### WORK TO COMPLETE
A faithful copy without images is required: write out all the records exactly.

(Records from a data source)

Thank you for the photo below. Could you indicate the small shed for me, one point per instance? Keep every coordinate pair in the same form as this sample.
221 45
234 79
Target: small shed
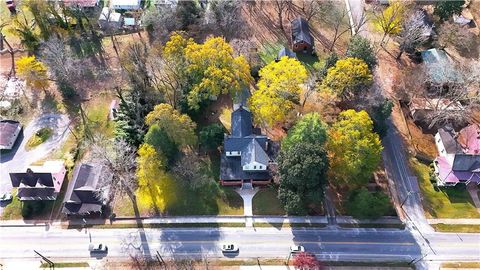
302 40
285 52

### WRITTEN RESPONSE
Thank you for the photo below. Could you indicate the small shed for me, one point per instance? Keep every coordinate pair in the same form as this sample.
221 45
234 79
Target: small shed
302 40
285 52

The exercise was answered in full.